Scientists have made embryos that are a lot mouse and a little bit human.
With a little help, human stem cells can knit themselves into growing mouse embryos, populating the developing liver, heart, retina and blood, researchers report May 13 in Science Advances.
Finicky human cells don’t tend to grow well in other animals. But in one of the new mouse embryos, 4 percent of its cells were human — the most thorough mixing between human and mouse yet.
That level of integration is “quite striking to me,” says Juan Carlos Izpisua Belmonte, a stem cell and developmental biologist at the Salk Institute for Biological Studies in La Jolla, Calif. If other scientists can replicate the findings, “it potentially represents a major advance,” says Izpisua Belmonte, who was not involved in the study.
Such chimeras could help reveal how a single cell can give rise to an entire organism. More humanized animals could also prove valuable in studying diseases such as malaria that affect people more than other animals. And with more advances, chimeras could ultimately turn out to be a source of human organs.
Many scientists have hit roadblocks in growing human stem cells in mice or other animals, including pigs and cows (SN: 1/26/17). “We have analyzed thousands of embryos but never saw robust chimeric contribution” of human stem cells to mouse embryos beyond day 12, says stem cell and developmental biologist Jun Wu of the University of Texas Southwestern Medical Center in Dallas, who wasn’t involved in the study.
The new method’s success comes down to timing, says neuroscientist and stem cell biologist Jian Feng. To grow and thrive in a mouse embryo, human stem cells’ developmental clocks must be turned back to an earlier phase called the naïve stage. “You need to basically push the human cells back” to that phase, says Feng, of the University at Buffalo in New York.

» EXERCISE DATA:
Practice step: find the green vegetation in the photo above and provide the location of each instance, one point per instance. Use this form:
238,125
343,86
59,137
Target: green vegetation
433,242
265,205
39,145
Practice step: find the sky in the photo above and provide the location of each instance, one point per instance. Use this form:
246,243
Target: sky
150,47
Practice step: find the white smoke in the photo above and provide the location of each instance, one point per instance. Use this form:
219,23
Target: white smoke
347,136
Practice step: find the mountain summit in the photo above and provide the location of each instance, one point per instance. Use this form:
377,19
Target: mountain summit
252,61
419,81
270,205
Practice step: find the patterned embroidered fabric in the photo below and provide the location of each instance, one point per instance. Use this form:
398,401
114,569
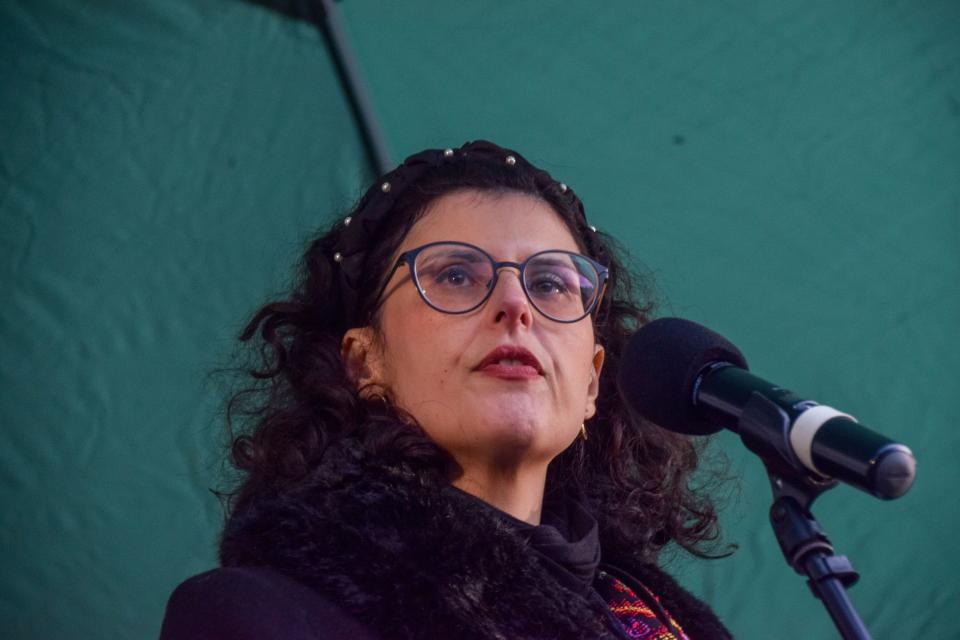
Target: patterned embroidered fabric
638,619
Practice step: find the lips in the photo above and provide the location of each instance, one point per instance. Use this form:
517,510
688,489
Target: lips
511,362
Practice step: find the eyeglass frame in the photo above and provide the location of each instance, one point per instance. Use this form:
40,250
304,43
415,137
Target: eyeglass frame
410,258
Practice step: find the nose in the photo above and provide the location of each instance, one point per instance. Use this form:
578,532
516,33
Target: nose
508,301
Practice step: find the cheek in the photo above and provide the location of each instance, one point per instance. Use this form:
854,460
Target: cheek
419,357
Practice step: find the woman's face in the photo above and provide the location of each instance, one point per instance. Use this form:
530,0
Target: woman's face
433,364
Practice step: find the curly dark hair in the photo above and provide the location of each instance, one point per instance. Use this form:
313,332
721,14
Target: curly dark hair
634,476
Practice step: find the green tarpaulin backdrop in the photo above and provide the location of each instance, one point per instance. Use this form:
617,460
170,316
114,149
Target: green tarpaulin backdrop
790,171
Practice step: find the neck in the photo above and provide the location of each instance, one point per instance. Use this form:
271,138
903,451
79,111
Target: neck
516,491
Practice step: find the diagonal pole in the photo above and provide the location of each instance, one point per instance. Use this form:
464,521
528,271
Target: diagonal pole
356,88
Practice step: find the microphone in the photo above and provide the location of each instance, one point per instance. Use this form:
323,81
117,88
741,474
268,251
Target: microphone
686,378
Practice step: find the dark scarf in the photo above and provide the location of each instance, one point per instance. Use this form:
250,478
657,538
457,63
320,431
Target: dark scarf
414,560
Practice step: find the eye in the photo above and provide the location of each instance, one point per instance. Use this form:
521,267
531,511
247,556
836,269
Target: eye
454,276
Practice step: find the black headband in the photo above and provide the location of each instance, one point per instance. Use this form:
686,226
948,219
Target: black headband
361,227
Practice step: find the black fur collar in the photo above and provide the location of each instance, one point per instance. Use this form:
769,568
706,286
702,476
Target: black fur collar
425,562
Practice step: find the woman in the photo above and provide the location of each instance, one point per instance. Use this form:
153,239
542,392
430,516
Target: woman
438,448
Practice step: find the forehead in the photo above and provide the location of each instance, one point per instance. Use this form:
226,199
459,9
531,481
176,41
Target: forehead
509,226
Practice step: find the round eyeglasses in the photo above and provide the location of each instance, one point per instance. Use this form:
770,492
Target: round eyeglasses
456,277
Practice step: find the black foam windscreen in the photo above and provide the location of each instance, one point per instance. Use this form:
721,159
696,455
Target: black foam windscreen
658,369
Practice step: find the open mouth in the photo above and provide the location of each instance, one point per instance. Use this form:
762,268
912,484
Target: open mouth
512,362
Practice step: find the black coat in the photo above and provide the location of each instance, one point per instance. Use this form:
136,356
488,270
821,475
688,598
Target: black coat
366,550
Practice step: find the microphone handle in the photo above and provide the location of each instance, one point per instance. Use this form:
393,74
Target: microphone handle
830,444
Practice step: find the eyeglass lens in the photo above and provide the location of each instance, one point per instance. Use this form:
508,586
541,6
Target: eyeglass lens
456,278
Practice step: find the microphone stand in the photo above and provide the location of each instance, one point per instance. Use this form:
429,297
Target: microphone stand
804,543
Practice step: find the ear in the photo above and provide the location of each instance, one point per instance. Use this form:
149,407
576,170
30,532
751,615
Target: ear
594,389
362,357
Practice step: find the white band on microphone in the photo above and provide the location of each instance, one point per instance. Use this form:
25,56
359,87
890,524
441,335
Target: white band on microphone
805,428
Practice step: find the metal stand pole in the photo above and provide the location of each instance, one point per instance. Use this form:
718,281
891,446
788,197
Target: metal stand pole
802,540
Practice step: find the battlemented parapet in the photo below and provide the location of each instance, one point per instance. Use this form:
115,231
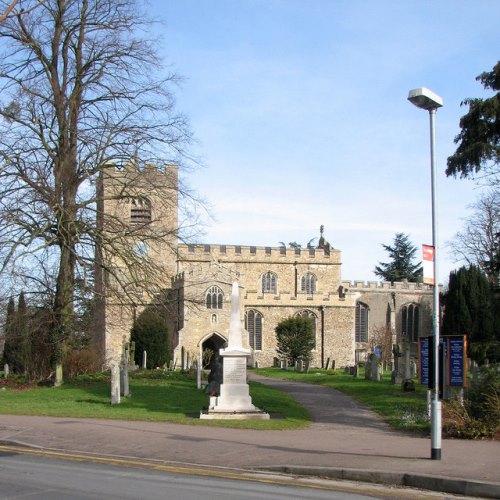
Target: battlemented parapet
386,285
252,253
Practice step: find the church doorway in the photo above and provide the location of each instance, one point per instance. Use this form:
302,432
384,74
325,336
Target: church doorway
210,348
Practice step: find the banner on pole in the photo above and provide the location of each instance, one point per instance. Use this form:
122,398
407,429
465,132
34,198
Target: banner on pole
428,264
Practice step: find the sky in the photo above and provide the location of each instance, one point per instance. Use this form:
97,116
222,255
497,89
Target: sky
300,112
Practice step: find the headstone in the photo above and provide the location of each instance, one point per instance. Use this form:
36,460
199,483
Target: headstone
132,353
124,366
198,372
59,375
115,384
396,375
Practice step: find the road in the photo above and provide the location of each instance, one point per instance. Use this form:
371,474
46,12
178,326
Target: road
41,477
32,475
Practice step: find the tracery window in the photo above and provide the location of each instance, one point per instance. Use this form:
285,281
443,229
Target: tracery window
214,298
269,281
308,283
140,211
253,325
309,314
361,322
410,316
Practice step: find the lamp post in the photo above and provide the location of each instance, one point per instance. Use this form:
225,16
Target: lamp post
426,99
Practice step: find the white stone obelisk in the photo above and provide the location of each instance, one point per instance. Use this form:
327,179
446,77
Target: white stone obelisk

» WORK TASK A: In the article on human-mouse embryos, what share of the cells in one of the new mouse embryos were human?
» WORK TASK B: Please carry on the article on human-mouse embryos from the point where it stops.
The lines above have no connection to the article on human-mouse embryos.

» ANSWER AREA A: 4 percent

» ANSWER AREA B:
Feng and his colleagues reset the stem cells’ clocks by silencing a protein called mTOR for three hours. This brief treatment shocked the cells back to their naïve stage, presumably restoring their ability to turn into any cell in the body.
Researchers injected batches of 10 to 12 of these more youthful human stem cells into mouse embryos containing about 60 to 80 mouse cells, and allowed the embryos to develop for 17 days.
To outward appearances, these embryos grew normally despite harboring human cells. By tallying DNA that was specific to either mouse or human, the researchers found that human cells accounted for between 0.1 and 4 percent of the total cells in the embryos.
Human cells knitted themselves into most developing tissues of the mouse, destined to become the liver, heart, bone marrow and blood. Human red blood cells were particularly abundant in these mouse embryos, the researchers found. A small number of human cells showed up in tissue that will form a brain; one embryo had a swarm of human photoreceptors, eye cells that help detect light.
As far as the researchers could tell, no human cells were among the cells that go on to form sperm and egg. The capacity of chimeras to reproduce is one of the worrisome ethical questions surrounding the organisms that scientists are still trying to figure out.
Once inside a mouse embryo, the normally sluggish developmental pace of the human cells sped up to match their hosts. Human stem cells typically are slow to turn into certain types of mature photoreceptors, liver cells or red blood cells, Feng says, but not when the human cells are inside a mouse embryo. “You put the same human cells in a mouse embryo, [and] they go fast,” Feng says. “In 17 days, you get all these mature cells that would otherwise take months to get in a normal human embryo.”
Other scientists emphasize that different laboratories need to repeat the results. But “if it works — a big if here — this has big implications,” Wu says.